> What this task involves
Count the lines in the material below that contain the string "instance", matching case exactly, and reply with only the number.

'''

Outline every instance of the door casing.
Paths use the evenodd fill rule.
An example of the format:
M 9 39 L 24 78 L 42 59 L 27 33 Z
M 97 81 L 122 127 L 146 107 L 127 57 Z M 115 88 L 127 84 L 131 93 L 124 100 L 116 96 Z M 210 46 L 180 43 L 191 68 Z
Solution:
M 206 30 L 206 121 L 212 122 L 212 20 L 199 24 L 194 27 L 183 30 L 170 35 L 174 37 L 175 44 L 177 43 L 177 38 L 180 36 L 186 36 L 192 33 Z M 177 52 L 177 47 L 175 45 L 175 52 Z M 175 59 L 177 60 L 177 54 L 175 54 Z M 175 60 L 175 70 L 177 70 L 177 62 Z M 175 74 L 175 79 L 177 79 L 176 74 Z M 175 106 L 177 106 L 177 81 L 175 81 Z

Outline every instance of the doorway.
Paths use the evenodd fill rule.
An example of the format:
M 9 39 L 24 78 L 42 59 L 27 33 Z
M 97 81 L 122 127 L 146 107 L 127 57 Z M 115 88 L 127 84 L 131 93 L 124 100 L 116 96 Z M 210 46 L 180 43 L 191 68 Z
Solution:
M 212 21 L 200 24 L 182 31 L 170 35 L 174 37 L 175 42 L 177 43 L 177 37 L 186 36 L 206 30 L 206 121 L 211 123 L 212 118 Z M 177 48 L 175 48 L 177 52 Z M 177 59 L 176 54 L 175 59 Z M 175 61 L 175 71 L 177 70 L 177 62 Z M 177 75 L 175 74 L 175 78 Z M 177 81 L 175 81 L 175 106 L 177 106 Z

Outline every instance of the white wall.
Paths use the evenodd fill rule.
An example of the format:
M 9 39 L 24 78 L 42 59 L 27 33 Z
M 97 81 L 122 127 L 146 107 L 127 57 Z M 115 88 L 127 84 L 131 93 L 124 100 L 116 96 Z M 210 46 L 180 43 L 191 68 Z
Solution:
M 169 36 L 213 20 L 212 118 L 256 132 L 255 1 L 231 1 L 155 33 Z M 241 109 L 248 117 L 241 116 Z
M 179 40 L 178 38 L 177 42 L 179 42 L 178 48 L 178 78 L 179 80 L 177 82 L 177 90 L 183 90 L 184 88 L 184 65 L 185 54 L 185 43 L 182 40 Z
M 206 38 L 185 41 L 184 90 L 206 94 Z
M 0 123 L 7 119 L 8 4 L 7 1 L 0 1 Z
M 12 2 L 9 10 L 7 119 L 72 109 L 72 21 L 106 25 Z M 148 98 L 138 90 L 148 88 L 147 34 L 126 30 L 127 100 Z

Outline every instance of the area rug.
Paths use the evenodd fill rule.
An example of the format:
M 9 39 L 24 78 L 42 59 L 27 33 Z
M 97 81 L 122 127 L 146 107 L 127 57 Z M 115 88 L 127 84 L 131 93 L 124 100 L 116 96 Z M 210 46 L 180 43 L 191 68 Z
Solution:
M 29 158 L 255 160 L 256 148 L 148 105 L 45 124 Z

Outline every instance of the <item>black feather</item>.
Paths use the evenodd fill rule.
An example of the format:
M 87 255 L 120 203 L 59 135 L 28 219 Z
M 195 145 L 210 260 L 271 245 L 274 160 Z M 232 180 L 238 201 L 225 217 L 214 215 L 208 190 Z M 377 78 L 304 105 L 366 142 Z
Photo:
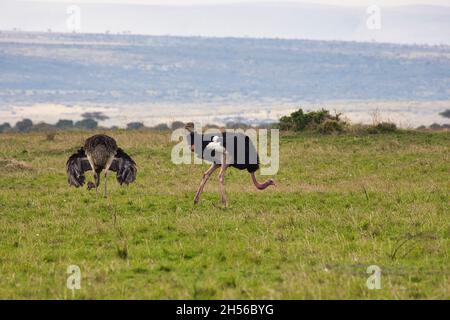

'''

> Written answer
5